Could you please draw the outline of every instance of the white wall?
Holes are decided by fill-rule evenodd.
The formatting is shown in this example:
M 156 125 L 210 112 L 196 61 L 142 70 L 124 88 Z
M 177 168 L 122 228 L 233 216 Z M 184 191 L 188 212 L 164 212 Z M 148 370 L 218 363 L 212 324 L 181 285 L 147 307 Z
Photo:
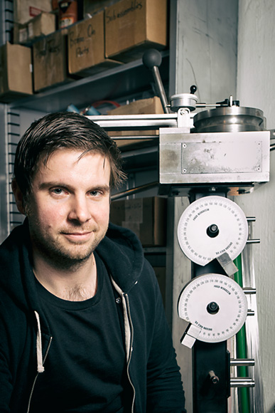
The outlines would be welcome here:
M 275 128 L 275 3 L 239 0 L 237 98 L 242 106 L 264 111 L 268 129 Z M 235 198 L 247 216 L 256 216 L 254 265 L 265 412 L 275 406 L 275 153 L 271 179 L 254 193 Z

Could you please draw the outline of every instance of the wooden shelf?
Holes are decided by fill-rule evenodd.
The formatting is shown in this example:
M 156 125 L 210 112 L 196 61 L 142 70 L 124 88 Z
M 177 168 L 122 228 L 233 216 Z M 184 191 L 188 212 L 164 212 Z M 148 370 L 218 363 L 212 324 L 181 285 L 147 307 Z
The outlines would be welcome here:
M 159 69 L 163 83 L 167 83 L 169 52 L 166 51 L 161 54 L 163 61 Z M 72 103 L 82 108 L 98 100 L 115 100 L 141 93 L 150 89 L 151 83 L 153 83 L 151 72 L 144 66 L 142 59 L 139 59 L 18 100 L 9 107 L 55 112 L 65 110 Z

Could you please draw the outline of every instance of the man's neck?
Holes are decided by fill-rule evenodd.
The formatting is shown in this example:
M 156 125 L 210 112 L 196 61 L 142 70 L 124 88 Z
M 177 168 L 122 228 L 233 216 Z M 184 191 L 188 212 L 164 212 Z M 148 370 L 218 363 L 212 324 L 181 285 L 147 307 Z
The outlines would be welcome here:
M 93 297 L 97 292 L 97 266 L 94 254 L 82 265 L 64 270 L 55 268 L 34 254 L 33 273 L 46 290 L 63 300 L 83 301 Z

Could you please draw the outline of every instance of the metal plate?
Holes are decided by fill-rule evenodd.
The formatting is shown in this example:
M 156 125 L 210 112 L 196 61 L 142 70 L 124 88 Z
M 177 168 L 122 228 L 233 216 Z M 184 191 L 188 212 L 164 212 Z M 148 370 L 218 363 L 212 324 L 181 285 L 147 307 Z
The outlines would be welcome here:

================================

Stated task
Transcribe the records above exactly, leaving out every picture.

Complete response
Could you please draw the outline of every instance of the white wall?
Holes are decided by fill-rule evenodd.
The formatting is shown in this example:
M 156 125 L 210 112 L 196 61 L 142 70 L 124 88 Z
M 177 168 L 122 228 L 233 216 Z M 184 191 L 188 212 L 164 212 Z M 148 370 L 218 363 L 212 324 L 181 285 L 147 307 Z
Photo:
The outlines would be welcome here:
M 275 128 L 275 3 L 239 0 L 237 98 L 242 106 L 264 111 L 268 129 Z M 235 198 L 247 216 L 256 216 L 254 265 L 265 412 L 275 406 L 275 153 L 271 179 L 254 193 Z

Could you please draw the outline of every instance of the wooden shelf?
Holes are decided by fill-rule evenodd.
The formatting is shown in this example:
M 156 125 L 210 112 L 196 61 L 142 70 L 124 88 Z
M 177 168 L 122 228 L 233 216 Z M 184 191 L 188 212 L 164 212 Z M 148 370 L 218 363 L 212 324 L 181 285 L 147 307 Z
The outlines would be welcome here:
M 159 69 L 163 83 L 167 83 L 169 52 L 166 51 L 161 54 L 163 61 Z M 72 103 L 82 108 L 98 100 L 115 100 L 141 93 L 150 89 L 151 83 L 153 83 L 151 72 L 144 66 L 142 59 L 139 59 L 18 100 L 9 107 L 55 112 L 65 110 Z

Could you please draw the outline of every instance of the man's neck?
Holes are decided by fill-rule evenodd.
The formatting is shown in this example:
M 156 125 L 210 112 L 196 61 L 142 70 L 124 88 Z
M 177 168 L 122 228 L 233 216 Z M 184 191 L 188 212 L 164 212 Z M 148 370 L 218 363 L 212 324 L 181 285 L 147 307 Z
The outlines would be welcome here:
M 93 297 L 97 292 L 97 266 L 94 254 L 82 265 L 64 270 L 55 268 L 34 254 L 33 273 L 46 290 L 63 300 L 83 301 Z

Could you please draw the outline of every instance of the metal plate?
Holes are decided by fill-rule evenodd.
The formatting is shown in this example:
M 156 125 L 210 112 L 196 61 L 142 70 L 124 88 Z
M 177 168 L 122 228 L 233 216 Z M 184 191 L 188 212 L 164 212 Z M 148 370 L 218 363 L 212 324 L 181 285 L 147 307 Z
The outlines would be welcome here:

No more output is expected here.